◆ Task description ◆
Write out the entire listing below exactly as it appears, minus any pictures.

* * * * *

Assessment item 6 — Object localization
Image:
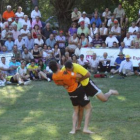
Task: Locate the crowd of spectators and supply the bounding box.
[0,4,140,86]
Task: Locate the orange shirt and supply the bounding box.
[3,10,15,20]
[52,70,78,92]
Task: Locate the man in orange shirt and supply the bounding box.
[2,5,15,21]
[49,60,93,134]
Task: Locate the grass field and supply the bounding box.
[0,76,140,140]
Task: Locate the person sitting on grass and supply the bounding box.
[135,62,140,76]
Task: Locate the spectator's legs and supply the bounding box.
[60,48,65,56]
[126,70,134,76]
[38,71,49,80]
[125,18,129,27]
[29,71,36,80]
[13,74,24,84]
[106,61,111,72]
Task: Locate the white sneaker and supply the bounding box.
[18,81,24,85]
[24,80,31,85]
[6,81,12,84]
[47,78,51,82]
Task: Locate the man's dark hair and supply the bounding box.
[65,61,73,69]
[49,60,58,73]
[31,59,35,63]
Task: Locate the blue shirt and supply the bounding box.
[4,41,14,51]
[46,38,56,48]
[90,17,102,27]
[9,61,21,75]
[24,38,34,50]
[115,57,125,69]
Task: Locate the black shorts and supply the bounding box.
[84,80,102,97]
[68,85,90,107]
[10,77,18,83]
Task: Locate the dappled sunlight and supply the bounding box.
[117,96,126,101]
[0,109,6,116]
[90,135,105,140]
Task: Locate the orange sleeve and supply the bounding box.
[2,11,6,19]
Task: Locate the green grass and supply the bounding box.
[0,76,140,140]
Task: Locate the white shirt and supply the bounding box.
[1,30,7,39]
[14,39,25,50]
[20,29,30,40]
[77,59,87,66]
[31,10,41,20]
[90,27,98,37]
[46,66,52,73]
[78,17,90,27]
[102,11,111,18]
[123,37,132,47]
[15,12,24,22]
[99,27,108,35]
[74,48,81,56]
[34,39,44,46]
[0,62,9,69]
[128,26,139,39]
[89,59,99,68]
[100,57,110,66]
[119,60,133,72]
[111,26,121,36]
[105,36,119,47]
[17,66,27,76]
[22,20,31,30]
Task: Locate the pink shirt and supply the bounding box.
[31,20,42,28]
[12,30,21,40]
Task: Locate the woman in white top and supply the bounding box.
[99,22,108,41]
[90,22,99,38]
[15,6,24,22]
[42,45,53,60]
[53,43,61,62]
[80,33,89,48]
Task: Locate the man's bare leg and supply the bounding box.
[39,71,49,80]
[69,106,79,134]
[83,102,94,134]
[13,74,24,84]
[96,89,119,102]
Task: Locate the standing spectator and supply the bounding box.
[89,53,99,74]
[71,7,81,22]
[22,15,31,30]
[22,48,34,63]
[34,34,44,49]
[53,43,61,62]
[20,24,30,40]
[80,33,89,48]
[2,5,15,21]
[128,22,139,39]
[77,21,89,37]
[12,17,22,31]
[24,33,34,50]
[89,22,99,39]
[31,6,41,21]
[123,32,133,47]
[12,24,20,41]
[14,35,25,52]
[102,8,111,25]
[4,35,14,51]
[135,62,140,76]
[105,32,119,48]
[90,13,102,28]
[32,16,42,29]
[99,22,108,41]
[31,24,41,39]
[42,23,52,40]
[92,33,103,48]
[56,30,66,55]
[15,6,24,23]
[12,45,21,61]
[113,4,128,27]
[111,52,125,74]
[78,12,90,28]
[68,22,77,36]
[46,34,56,48]
[98,52,111,73]
[119,55,134,76]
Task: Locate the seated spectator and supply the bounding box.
[56,30,66,55]
[77,21,89,37]
[80,33,88,48]
[17,61,30,80]
[45,53,55,66]
[92,33,103,48]
[0,46,8,53]
[45,65,53,80]
[53,43,61,62]
[133,42,140,49]
[31,44,42,62]
[119,55,134,76]
[12,17,22,31]
[4,35,14,51]
[22,15,31,30]
[34,34,44,49]
[101,42,107,49]
[12,24,20,41]
[77,54,88,69]
[89,53,99,74]
[93,8,101,17]
[132,32,140,47]
[32,16,42,29]
[111,20,121,42]
[99,22,108,41]
[110,52,125,74]
[22,48,34,63]
[112,41,118,48]
[68,22,77,36]
[1,26,9,45]
[128,22,139,39]
[78,12,90,28]
[24,33,34,50]
[105,32,119,48]
[42,45,49,60]
[12,45,21,61]
[89,22,99,39]
[72,54,77,63]
[119,42,128,52]
[31,6,41,21]
[67,32,79,54]
[74,43,81,57]
[2,5,15,21]
[9,56,21,75]
[98,52,111,73]
[42,23,52,40]
[31,24,41,39]
[135,62,140,76]
[27,59,40,80]
[0,70,6,86]
[15,6,24,23]
[59,55,67,68]
[65,52,72,61]
[71,7,81,22]
[20,24,30,40]
[14,35,25,52]
[123,32,133,47]
[113,4,128,28]
[102,8,111,25]
[107,16,117,29]
[90,13,102,28]
[2,18,12,29]
[46,34,56,48]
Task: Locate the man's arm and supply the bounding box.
[79,71,91,82]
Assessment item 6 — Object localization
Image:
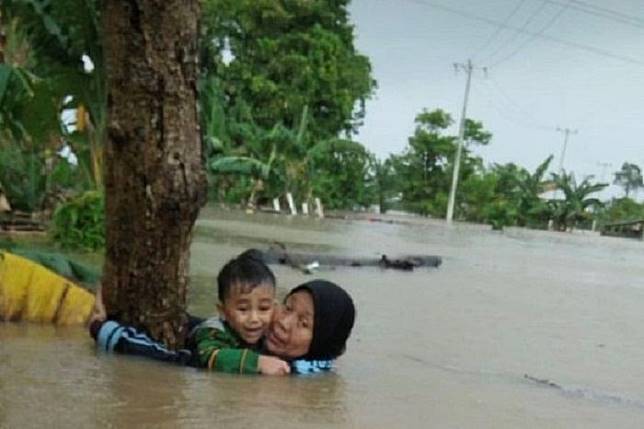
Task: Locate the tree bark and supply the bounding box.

* * * * *

◆ Written solution ◆
Assessment item 6 — Object localization
Image:
Task: Locate the crowd of spectators and supply the bounding box.
[0,4,140,86]
Task: Locate the orange shirt and supply the bounding box.
[3,10,15,20]
[52,70,78,92]
Task: Locate the man in orange shirt and supply the bounding box.
[2,5,15,21]
[49,60,93,134]
Task: Locate the grass field and supply the bounding box.
[0,76,140,140]
Task: Locate the person sitting on grass and supply the bounding box.
[135,62,140,76]
Task: Locate the spectator's legs and supply the bounding box.
[60,48,65,56]
[126,70,134,76]
[38,71,49,80]
[125,18,129,27]
[29,71,36,80]
[13,74,24,84]
[106,61,111,72]
Task: Locate the white sneaker and supply the bounding box.
[18,81,24,85]
[24,80,31,85]
[6,81,12,84]
[47,78,51,82]
Task: Locate the man's dark hair and supply the bounding box.
[65,61,73,69]
[49,60,58,73]
[31,59,35,63]
Task: Locate the blue shirt and supply the bounding box.
[4,41,14,51]
[46,38,56,48]
[90,17,102,27]
[9,61,21,75]
[24,38,34,50]
[115,57,125,69]
Task: Locate the black shorts and supply the bounding box.
[84,80,102,97]
[68,85,90,107]
[10,77,18,83]
Task: Locate the dappled sunlight and supply the bounding box.
[117,96,126,101]
[0,109,6,116]
[90,135,105,140]
Task: Locate the orange sleeve and supply the bounding box.
[2,11,6,19]
Task: Locate the green grass and supply the bounding box.
[0,76,140,140]
Task: Locate the white shirt and supply the bounding box.
[1,30,7,39]
[14,39,25,50]
[20,29,30,40]
[77,59,87,66]
[31,10,41,20]
[90,27,98,37]
[46,66,52,73]
[78,17,90,27]
[102,11,111,18]
[123,37,132,47]
[15,12,24,22]
[99,27,108,35]
[74,48,81,56]
[34,39,44,46]
[0,62,9,69]
[128,26,139,39]
[89,59,99,68]
[100,57,110,66]
[119,60,133,72]
[111,26,121,36]
[105,36,119,47]
[17,66,27,76]
[22,20,31,30]
Task: Locate the pink shirt and supply the bounding box.
[31,20,42,28]
[12,30,21,40]
Task: Locate the woman in white top and supply the bounding box.
[99,22,108,41]
[90,22,99,38]
[15,6,24,22]
[42,45,53,60]
[53,43,61,62]
[80,33,89,48]
Task: Locate the man's bare leg and supply the bounding box.
[39,71,49,80]
[69,106,79,134]
[83,102,94,134]
[13,74,24,84]
[96,89,119,102]
Task: Locate the standing spectator and supply the bounding box.
[89,53,99,74]
[71,7,81,22]
[22,15,31,30]
[22,48,34,63]
[34,34,44,49]
[53,43,61,62]
[20,24,30,40]
[80,33,89,48]
[2,5,15,21]
[128,22,139,39]
[77,21,89,37]
[12,17,22,31]
[24,33,34,50]
[89,22,99,39]
[31,6,41,21]
[123,32,133,47]
[12,24,20,41]
[14,35,25,52]
[102,8,111,25]
[4,35,14,51]
[135,62,140,76]
[105,32,119,48]
[90,13,102,28]
[32,16,42,29]
[99,22,108,41]
[31,24,41,39]
[42,23,52,40]
[92,33,103,48]
[56,30,66,55]
[15,6,24,23]
[12,45,21,61]
[113,4,128,27]
[111,52,125,74]
[78,12,90,28]
[68,22,77,36]
[46,34,56,48]
[98,52,111,73]
[119,55,134,76]
Task: Locate the seated spectator and supply the bounding box.
[56,30,66,55]
[77,21,89,37]
[80,33,88,48]
[17,61,30,80]
[45,53,55,66]
[92,33,103,48]
[0,46,8,53]
[45,65,53,80]
[53,43,61,62]
[133,42,140,49]
[31,44,42,62]
[119,55,134,76]
[12,17,22,31]
[4,35,14,51]
[22,15,31,30]
[34,34,44,49]
[101,42,107,49]
[12,24,20,41]
[77,54,88,69]
[89,53,99,74]
[93,8,101,17]
[132,32,140,47]
[32,16,42,29]
[111,20,121,42]
[99,22,108,41]
[110,52,125,74]
[22,48,34,63]
[112,41,118,48]
[68,22,77,36]
[1,26,9,45]
[128,22,139,39]
[78,12,90,28]
[24,33,34,50]
[105,32,119,48]
[42,45,49,60]
[12,45,21,61]
[89,22,99,39]
[72,54,77,63]
[119,42,128,52]
[31,6,41,21]
[67,32,79,54]
[74,43,81,57]
[2,5,15,21]
[9,56,21,75]
[98,52,111,73]
[42,23,52,40]
[31,24,41,39]
[135,62,140,76]
[27,59,40,80]
[0,70,6,86]
[15,6,24,23]
[59,55,67,68]
[65,52,72,61]
[71,7,81,22]
[20,24,30,40]
[14,35,25,52]
[123,32,133,47]
[113,4,128,28]
[102,8,111,25]
[107,16,117,29]
[90,13,102,28]
[2,18,12,29]
[46,34,56,48]
Task: Locate the man's arm and supply the bounding box.
[79,71,91,82]
Assessment item 6 — Object localization
Image:
Task: Locate the tree bark and supply the bounding box.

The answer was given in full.